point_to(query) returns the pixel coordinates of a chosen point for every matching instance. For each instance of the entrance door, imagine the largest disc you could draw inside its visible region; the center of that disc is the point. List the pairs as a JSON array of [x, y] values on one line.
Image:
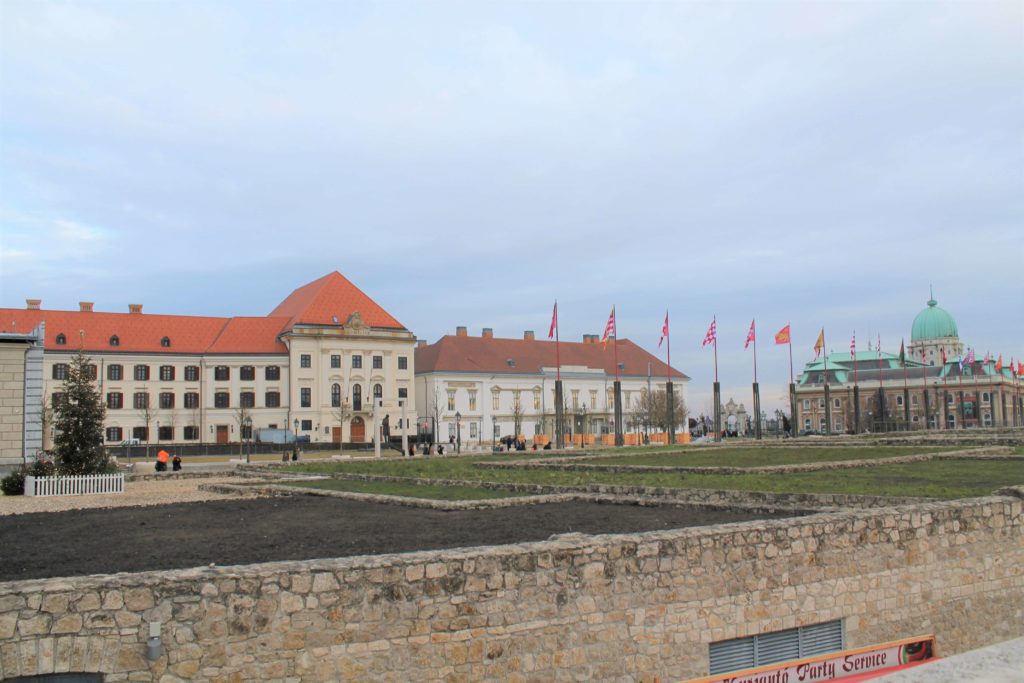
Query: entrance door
[[358, 430]]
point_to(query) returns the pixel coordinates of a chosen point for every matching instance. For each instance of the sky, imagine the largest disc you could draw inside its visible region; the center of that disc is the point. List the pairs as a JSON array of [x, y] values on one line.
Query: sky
[[819, 164]]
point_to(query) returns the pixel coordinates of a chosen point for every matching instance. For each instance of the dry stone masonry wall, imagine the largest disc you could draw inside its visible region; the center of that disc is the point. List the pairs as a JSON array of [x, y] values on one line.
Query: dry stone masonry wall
[[630, 607]]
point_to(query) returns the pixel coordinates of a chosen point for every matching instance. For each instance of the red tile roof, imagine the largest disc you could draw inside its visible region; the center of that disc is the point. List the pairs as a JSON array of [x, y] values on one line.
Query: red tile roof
[[482, 354], [331, 300]]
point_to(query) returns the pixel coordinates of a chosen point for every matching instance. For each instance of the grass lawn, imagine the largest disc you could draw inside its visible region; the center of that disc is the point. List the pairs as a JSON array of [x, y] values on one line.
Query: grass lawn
[[762, 457], [948, 478], [407, 489]]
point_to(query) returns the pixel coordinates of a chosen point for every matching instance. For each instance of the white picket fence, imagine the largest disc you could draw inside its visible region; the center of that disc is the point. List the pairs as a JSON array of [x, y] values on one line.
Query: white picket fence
[[79, 484]]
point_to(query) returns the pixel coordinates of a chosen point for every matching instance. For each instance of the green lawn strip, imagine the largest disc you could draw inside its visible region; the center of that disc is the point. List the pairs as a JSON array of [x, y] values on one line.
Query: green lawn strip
[[940, 478], [764, 457], [436, 493]]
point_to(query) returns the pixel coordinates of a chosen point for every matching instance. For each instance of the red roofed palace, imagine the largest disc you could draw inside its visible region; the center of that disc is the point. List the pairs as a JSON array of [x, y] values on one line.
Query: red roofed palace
[[312, 366]]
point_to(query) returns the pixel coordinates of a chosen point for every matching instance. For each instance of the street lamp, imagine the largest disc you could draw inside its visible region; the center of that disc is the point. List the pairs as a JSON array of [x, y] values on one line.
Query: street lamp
[[458, 432], [248, 435]]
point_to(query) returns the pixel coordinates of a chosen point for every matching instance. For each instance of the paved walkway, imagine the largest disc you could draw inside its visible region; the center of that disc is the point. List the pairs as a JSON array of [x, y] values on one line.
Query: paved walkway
[[1001, 663]]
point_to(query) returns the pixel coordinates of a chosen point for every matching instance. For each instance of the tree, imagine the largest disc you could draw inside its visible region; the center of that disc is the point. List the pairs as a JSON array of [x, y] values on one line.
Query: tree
[[78, 422]]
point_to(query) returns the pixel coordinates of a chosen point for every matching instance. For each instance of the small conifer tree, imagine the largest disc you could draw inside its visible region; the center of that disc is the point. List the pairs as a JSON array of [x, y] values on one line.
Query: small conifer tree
[[78, 422]]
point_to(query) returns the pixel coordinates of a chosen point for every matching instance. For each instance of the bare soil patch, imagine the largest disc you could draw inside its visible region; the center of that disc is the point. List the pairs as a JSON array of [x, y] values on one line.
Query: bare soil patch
[[246, 531]]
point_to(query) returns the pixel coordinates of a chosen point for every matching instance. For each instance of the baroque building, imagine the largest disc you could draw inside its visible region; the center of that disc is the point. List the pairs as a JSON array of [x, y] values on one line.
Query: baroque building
[[313, 366], [934, 385]]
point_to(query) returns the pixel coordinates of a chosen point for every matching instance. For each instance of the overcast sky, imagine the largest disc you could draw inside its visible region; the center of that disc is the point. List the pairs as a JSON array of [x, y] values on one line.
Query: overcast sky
[[819, 164]]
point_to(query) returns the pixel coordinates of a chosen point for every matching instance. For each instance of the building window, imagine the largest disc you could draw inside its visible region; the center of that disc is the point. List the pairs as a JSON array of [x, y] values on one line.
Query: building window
[[766, 648]]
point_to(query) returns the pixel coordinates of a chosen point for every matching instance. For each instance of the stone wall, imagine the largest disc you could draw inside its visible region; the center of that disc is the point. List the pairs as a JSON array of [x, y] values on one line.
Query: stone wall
[[640, 606]]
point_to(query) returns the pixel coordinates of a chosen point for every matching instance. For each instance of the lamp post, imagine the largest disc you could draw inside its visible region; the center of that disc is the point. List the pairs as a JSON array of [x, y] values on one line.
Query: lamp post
[[458, 432], [248, 436]]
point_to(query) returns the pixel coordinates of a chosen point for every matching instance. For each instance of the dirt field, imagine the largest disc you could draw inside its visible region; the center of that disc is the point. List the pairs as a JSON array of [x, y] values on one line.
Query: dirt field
[[245, 531]]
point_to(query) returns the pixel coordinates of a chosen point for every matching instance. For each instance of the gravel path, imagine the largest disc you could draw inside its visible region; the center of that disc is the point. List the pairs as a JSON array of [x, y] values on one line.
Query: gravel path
[[136, 493]]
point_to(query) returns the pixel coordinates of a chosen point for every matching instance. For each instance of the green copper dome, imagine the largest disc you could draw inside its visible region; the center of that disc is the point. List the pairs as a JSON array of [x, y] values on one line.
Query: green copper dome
[[933, 323]]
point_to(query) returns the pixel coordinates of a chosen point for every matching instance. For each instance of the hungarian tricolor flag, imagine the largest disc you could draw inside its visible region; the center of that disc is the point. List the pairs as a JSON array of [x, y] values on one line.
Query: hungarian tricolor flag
[[819, 345]]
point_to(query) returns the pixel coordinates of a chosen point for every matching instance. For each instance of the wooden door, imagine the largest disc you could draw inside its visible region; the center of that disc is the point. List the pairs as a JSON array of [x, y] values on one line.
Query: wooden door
[[358, 430]]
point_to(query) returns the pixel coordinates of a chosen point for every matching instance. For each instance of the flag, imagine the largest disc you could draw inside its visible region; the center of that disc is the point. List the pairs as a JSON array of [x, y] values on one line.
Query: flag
[[609, 328], [712, 336], [782, 336]]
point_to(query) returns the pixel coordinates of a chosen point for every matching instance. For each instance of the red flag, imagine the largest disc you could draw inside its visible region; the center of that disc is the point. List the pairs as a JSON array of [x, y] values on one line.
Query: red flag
[[782, 336], [609, 328], [712, 336]]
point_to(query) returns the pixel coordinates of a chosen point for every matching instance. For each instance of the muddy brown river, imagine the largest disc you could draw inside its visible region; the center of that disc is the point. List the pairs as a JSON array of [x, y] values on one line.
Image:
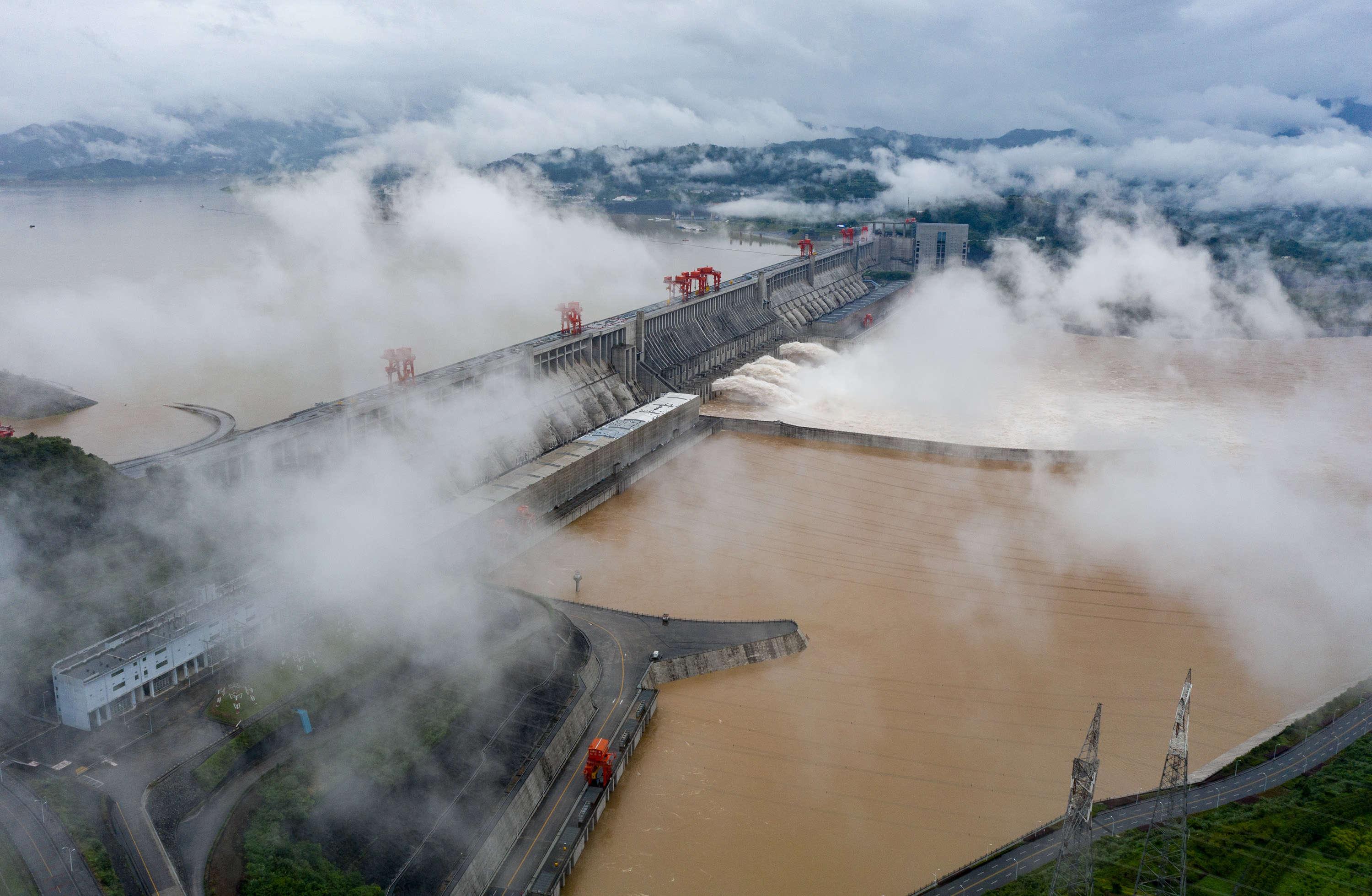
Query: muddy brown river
[[951, 674]]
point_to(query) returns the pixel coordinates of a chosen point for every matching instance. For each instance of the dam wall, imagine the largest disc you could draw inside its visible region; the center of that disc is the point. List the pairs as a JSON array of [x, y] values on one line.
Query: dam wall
[[509, 821], [726, 658], [898, 444], [537, 396], [507, 515]]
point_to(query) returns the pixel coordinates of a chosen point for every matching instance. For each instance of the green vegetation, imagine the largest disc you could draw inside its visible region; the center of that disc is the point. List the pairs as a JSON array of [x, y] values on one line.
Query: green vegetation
[[84, 814], [212, 772], [1312, 837], [273, 681], [279, 866], [94, 549], [394, 746], [14, 876]]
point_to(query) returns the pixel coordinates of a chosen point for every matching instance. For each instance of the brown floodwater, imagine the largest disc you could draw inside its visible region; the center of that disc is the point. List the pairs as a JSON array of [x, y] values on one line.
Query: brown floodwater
[[118, 431], [951, 671]]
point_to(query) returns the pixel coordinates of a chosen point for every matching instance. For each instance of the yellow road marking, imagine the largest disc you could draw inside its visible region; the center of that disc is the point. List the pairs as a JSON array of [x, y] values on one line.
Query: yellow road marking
[[553, 811], [135, 839]]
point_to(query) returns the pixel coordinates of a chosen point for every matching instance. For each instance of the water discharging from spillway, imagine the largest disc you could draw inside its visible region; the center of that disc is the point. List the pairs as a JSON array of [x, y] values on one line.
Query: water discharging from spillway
[[950, 678]]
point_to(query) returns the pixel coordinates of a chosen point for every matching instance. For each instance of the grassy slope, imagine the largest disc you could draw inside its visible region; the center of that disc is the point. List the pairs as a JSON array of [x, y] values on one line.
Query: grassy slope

----------

> WORK INSTRUCTIONS:
The expected response consists solely of the lines from the one with "Query: yellow road marking" through the end of the records, repeated exactly.

> REPLY TO THE EXERCISE:
Query: yellow road marking
[[553, 811], [135, 839]]
point_to(query) returns the pixel coordinates of a chosen point for every matching instance. For each instance of the water discharging from spillway, imagine the largest disc you could draw inside its visible region; the center of that disc is the point. List the pairs as a JSON array of [x, y] values on one line.
Query: water discharging from spillway
[[950, 678]]
point_to(query) returns the pixel coordinates of a chosen point for every matching instance. For each instance of the grassy slope, imagine the largest disc you could draw inside its visible region; the center of that disc is the point. List the pairs as a JSON array of [x, y] values on one line.
Query: grassy slope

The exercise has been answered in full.